TASK TO CARRY OUT>
Output the section of the Bellman equation passage from "2.6 Matrix-vector form" up to and including "the Bellman equation.", copied word for word.

PASSAGE PROVIDED>
▬▬▬▬▬▬▬▬▬▬

2.6_Matrix-vector_form_of_the_Bellman_equation

2.6 Matrix-vector form of the Bellman equation

The Bellman equation in (2.7) is in an elementwise form. Since it is valid for every state, we can combine all these equations and write them concisely in a matrix-vector form, which will be frequently used to analyze the Bellman equation.

To derive the matrix-vector form, we first rewrite the Bellman equation in (2.7) as

v _ {\pi} (s) = r _ {\pi} (s) + \gamma \sum_ {s ^ {\prime} \in \mathcal {S}} p _ {\pi} (s ^ {\prime} | s) v _ {\pi} (s ^ {\prime}), \tag {2.8}

where

r _ {\pi} (s) \doteq \sum_ {a \in \mathcal {A}} \pi (a | s) \sum_ {r \in \mathcal {R}} p (r | s, a) r,

p _ {\pi} (s ^ {\prime} | s) \doteq \sum_ {a \in \mathcal {A}} \pi (a | s) p (s ^ {\prime} | s, a).

Here, $r_{\pi}(s)$ denotes the mean of the immediate rewards, and $p_{\pi}(s'|s)$ is the probability of transitioning from $s$ to $s'$ under policy $\pi$ .

▬▬▬▬▬▬▬▬▬▬

Rows from a dataset:

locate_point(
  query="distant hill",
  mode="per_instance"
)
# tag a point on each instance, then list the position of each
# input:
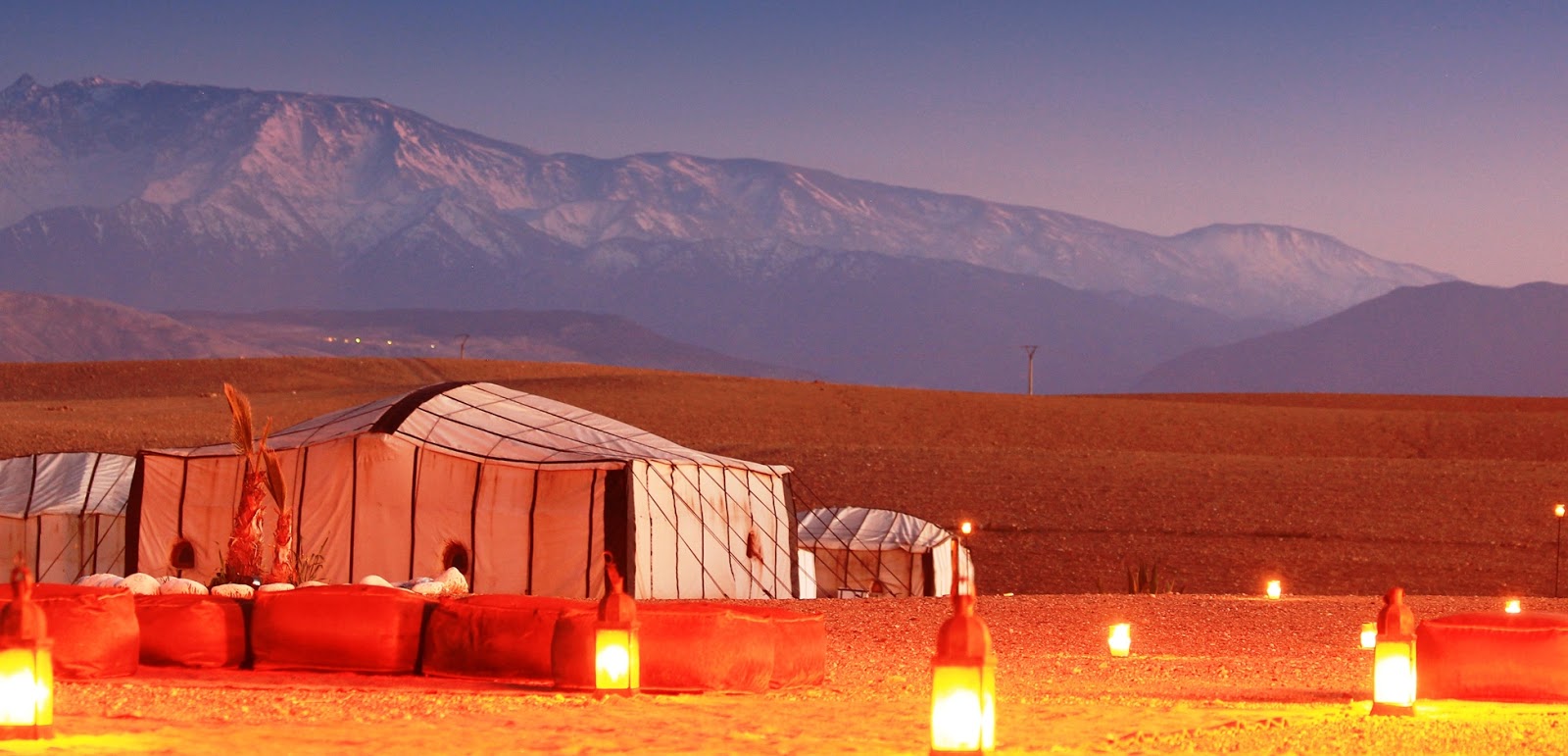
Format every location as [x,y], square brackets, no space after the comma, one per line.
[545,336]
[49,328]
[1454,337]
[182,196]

▬▬▬▬▬▬▬▬▬▬

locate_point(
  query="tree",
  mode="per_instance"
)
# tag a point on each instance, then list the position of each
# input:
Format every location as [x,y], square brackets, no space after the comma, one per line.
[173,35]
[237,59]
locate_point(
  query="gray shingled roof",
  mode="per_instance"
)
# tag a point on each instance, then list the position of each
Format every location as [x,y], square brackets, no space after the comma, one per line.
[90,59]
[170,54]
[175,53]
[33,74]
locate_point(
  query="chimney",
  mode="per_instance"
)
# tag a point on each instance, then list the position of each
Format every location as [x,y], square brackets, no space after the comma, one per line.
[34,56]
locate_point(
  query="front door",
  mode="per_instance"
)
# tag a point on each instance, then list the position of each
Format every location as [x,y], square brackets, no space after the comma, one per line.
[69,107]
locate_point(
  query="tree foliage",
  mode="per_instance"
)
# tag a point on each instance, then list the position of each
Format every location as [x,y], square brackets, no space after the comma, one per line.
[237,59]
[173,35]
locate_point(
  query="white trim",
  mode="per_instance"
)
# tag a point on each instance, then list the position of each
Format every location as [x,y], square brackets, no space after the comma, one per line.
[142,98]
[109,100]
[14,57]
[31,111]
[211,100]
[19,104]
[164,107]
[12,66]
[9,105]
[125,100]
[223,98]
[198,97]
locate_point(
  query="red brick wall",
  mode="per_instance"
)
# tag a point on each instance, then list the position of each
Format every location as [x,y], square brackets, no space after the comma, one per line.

▬▬▬▬▬▬▬▬▬▬

SOLUTION TO THE PROBLEM>
2.6 Matrix-vector form of the Bellman equation

The Bellman equation in (2.7) is in an elementwise form. Since it is valid for every state, we can combine all these equations and write them concisely in a matrix-vector form, which will be frequently used to analyze the Bellman equation.